Rewrite the part that opens with the line containing "As part of the annotation pipeline, please detect every forest" and closes with the line containing "10, 1, 176, 63" as a two-column CSV with columns item_text and answer, one row per item. Give each value as one quoted field, with any line breaks changed to spaces.

#### STORED DATA

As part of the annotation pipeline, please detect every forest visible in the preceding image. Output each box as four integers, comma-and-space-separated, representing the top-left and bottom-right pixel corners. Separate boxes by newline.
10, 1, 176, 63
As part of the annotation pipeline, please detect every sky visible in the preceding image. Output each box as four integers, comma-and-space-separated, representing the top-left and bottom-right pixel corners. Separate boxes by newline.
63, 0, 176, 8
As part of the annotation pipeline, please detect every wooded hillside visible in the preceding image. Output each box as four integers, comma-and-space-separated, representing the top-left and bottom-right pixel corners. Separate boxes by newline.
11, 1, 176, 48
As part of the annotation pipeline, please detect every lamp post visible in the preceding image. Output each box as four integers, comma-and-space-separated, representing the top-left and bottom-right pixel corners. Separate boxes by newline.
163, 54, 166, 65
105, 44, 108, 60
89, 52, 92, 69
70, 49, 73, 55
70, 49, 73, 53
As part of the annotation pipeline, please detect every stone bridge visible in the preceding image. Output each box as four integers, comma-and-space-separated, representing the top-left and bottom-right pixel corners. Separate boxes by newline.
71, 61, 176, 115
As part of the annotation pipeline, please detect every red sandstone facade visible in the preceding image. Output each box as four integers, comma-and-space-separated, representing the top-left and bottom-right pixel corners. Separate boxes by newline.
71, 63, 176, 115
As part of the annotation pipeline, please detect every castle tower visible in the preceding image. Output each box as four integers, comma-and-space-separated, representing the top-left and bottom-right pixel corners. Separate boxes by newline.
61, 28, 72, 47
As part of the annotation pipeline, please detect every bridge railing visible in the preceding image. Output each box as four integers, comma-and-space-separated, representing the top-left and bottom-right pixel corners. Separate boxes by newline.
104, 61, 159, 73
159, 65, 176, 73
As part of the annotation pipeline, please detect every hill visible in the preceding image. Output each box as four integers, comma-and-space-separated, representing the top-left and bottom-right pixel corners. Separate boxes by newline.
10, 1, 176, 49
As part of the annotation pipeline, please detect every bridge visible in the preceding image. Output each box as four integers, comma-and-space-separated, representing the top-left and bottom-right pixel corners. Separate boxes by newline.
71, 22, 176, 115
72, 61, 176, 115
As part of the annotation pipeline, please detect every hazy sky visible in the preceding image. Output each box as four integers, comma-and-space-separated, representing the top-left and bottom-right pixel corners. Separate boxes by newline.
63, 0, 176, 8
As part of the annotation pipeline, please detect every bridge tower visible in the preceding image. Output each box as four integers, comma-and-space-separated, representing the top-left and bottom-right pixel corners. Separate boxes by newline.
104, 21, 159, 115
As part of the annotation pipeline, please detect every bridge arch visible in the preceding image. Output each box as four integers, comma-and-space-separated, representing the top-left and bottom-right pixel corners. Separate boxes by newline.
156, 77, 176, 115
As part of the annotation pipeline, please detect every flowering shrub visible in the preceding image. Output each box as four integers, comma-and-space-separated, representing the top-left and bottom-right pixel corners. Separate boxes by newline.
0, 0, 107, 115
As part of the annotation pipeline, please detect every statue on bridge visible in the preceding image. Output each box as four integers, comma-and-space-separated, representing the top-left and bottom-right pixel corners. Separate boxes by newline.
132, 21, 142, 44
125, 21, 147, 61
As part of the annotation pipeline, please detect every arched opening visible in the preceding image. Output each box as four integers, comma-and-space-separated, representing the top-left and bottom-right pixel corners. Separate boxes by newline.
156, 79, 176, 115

########
#### STORED DATA

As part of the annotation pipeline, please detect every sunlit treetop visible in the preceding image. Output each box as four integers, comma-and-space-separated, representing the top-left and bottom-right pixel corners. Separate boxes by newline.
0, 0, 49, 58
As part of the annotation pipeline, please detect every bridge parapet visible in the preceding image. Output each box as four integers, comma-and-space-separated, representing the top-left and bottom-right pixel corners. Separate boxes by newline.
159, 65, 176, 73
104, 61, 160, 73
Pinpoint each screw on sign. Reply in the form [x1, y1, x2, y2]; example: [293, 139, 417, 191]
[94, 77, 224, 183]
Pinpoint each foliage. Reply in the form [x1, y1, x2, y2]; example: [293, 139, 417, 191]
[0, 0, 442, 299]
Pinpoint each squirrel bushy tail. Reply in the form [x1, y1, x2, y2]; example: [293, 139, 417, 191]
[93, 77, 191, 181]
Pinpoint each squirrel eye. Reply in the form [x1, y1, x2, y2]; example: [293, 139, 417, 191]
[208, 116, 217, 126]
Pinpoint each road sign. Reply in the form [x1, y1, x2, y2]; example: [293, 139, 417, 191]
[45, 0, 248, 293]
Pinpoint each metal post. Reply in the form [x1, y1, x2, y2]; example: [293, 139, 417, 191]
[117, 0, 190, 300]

########

FINAL ANSWER:
item_text,answer
"As part of the annotation pipeline, please detect every forest visible in the preceding image. Output each box as four integers, comma-and-space-separated, representing the top-left and bottom-right pixel corners. Separate boxes by newline.","10, 1, 176, 63"